What’s it like in your car when you drive your kids to school? In ours, it’s often frantic. We rush to get out the door and clamber into the car, just to get to school on time. Other days it’s an opportunity for one of my boys to annoy the other… until fighting ensues; or, we drive in silence listening to the radio. But, every so often, something different and meaningful happens. Let me tell you what happened today.
This morning was not a frantic one. We got out the door and into the car in a timely manner. I turned on the weekly podcast from our church and my boys began identifying the voices and the laughter they heard. Then unexpectedly, Tristan, my 7-year-old son asks me, “Hey Mom, what are you learning on Monday nights?” I had to stop and think for a moment. Do I give a quick answer, or do I take some time and actually explain what I’m learning? You see, on Monday nights I go to a women’s Bible study. We are working our way through the Bible, following God’s plan of redemption. In my head I’m thinking, how do I give a quick snapshot that a 7 and 5 year old can understand… and one we can discuss in the 10 minutes it takes us to get to school…without oversimplifying the matter.
So, after a couple seconds, I began by simply stating that we were going through the whole Bible and looking at God’s plan to save the world. I talked about how at the beginning, in Genesis, God created the world – plants, animals, and people.
I asked my boys, “After God created people what happened next?”

--

EXERCISE: Quote the stretch from "What’s it like" through "what happened today." in the account of the drive to school, word for word. The material that comes next was taken from a different source than this account of a school-run conversation.

--

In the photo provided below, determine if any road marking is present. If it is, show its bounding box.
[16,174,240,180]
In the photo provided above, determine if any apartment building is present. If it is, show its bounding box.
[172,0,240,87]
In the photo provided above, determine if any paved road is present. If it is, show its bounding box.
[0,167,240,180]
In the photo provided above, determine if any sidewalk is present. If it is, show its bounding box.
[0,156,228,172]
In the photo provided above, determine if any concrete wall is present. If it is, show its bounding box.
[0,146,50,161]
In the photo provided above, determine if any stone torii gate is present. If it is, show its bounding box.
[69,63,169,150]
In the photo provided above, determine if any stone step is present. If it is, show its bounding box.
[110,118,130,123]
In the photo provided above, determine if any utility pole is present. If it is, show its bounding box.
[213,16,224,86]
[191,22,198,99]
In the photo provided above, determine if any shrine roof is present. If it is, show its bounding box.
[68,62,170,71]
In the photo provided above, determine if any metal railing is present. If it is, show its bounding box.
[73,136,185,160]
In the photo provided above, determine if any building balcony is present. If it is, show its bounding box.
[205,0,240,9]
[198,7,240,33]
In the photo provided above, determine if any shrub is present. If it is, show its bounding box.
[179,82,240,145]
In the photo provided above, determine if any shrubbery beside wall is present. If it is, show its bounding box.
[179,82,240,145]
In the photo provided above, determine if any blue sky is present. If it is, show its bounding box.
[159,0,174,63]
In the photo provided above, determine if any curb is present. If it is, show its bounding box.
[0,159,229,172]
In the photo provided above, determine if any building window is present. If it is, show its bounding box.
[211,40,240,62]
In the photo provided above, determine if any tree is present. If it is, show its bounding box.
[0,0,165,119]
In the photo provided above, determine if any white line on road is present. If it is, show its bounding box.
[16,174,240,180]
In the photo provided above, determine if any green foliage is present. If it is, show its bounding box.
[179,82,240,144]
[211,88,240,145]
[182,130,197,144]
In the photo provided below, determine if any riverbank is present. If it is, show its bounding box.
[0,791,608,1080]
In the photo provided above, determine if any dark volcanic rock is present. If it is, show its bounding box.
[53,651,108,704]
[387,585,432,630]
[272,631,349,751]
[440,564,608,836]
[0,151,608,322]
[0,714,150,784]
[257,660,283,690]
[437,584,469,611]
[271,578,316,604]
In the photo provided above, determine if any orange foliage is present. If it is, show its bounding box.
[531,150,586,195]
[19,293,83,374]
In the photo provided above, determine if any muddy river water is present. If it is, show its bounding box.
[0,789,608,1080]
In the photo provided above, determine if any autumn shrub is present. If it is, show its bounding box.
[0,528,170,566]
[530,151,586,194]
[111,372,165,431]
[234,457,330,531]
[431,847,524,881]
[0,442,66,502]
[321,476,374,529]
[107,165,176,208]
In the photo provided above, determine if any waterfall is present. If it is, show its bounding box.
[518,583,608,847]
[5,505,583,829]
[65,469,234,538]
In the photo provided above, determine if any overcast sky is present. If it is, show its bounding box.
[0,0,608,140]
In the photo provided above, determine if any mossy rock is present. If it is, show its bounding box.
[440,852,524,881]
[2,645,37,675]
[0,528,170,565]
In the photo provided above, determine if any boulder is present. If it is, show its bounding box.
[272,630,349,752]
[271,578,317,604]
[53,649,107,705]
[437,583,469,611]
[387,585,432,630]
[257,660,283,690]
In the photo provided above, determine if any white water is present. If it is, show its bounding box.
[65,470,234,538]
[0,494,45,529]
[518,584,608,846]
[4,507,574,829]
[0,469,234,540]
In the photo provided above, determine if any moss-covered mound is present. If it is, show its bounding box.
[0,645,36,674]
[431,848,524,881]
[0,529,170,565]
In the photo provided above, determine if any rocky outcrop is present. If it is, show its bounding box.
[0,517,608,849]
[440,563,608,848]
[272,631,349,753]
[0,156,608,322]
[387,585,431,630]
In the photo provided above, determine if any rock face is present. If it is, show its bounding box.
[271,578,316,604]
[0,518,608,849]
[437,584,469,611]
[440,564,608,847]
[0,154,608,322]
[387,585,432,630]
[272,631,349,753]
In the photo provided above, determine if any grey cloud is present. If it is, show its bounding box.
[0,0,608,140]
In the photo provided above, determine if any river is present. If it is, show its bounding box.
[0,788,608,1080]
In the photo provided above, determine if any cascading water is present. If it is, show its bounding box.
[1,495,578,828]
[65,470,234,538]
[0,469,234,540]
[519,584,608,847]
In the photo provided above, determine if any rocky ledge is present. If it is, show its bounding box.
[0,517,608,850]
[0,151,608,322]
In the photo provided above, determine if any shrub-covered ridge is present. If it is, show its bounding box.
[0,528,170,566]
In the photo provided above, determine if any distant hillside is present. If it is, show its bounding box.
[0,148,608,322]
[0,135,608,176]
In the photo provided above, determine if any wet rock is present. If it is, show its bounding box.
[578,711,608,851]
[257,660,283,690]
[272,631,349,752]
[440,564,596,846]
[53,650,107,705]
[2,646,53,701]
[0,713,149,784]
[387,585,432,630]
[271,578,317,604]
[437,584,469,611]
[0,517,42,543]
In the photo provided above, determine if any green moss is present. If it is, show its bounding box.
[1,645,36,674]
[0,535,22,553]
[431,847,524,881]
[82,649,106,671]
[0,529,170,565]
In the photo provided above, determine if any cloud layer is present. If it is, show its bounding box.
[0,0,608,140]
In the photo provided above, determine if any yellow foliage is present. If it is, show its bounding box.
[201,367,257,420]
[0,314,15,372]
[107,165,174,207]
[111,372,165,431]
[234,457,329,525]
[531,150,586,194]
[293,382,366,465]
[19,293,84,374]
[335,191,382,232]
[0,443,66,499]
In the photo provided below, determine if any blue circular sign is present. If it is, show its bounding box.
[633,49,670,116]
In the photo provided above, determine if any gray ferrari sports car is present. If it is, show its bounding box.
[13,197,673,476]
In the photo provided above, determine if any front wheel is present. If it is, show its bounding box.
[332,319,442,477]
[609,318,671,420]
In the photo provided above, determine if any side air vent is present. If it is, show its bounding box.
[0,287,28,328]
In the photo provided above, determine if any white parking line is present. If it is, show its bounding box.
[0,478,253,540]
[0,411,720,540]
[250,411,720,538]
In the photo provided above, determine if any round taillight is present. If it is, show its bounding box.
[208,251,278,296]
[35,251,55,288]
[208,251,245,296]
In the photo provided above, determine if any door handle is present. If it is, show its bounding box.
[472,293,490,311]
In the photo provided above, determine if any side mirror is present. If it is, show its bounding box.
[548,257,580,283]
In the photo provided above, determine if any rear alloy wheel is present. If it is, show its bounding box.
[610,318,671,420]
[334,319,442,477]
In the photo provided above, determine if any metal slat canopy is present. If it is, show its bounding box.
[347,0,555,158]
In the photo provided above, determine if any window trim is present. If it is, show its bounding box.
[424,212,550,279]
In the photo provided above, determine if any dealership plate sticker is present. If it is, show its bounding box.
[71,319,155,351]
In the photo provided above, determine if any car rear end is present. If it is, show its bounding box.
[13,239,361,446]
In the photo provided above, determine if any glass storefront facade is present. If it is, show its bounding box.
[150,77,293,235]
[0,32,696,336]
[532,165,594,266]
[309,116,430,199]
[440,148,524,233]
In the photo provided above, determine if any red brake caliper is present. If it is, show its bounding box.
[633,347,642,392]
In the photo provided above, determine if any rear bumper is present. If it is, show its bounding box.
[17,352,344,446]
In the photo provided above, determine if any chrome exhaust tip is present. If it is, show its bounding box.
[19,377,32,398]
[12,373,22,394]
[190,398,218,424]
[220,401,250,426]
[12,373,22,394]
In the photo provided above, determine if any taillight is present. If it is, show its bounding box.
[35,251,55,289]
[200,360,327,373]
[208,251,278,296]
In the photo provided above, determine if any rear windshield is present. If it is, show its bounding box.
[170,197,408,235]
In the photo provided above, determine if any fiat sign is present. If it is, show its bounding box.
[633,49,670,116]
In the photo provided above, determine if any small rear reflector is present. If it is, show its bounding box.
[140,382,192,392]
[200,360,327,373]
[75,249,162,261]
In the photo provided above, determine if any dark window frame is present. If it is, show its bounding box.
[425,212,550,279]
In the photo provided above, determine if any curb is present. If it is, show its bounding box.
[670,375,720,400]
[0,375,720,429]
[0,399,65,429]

--

TASK ANSWER:
What’s it like in your car when you drive your kids to school? In ours, it’s often frantic. We rush to get out the door and clamber into the car, just to get to school on time. Other days it’s an opportunity for one of my boys to annoy the other… until fighting ensues; or, we drive in silence listening to the radio. But, every so often, something different and meaningful happens. Let me tell you what happened today.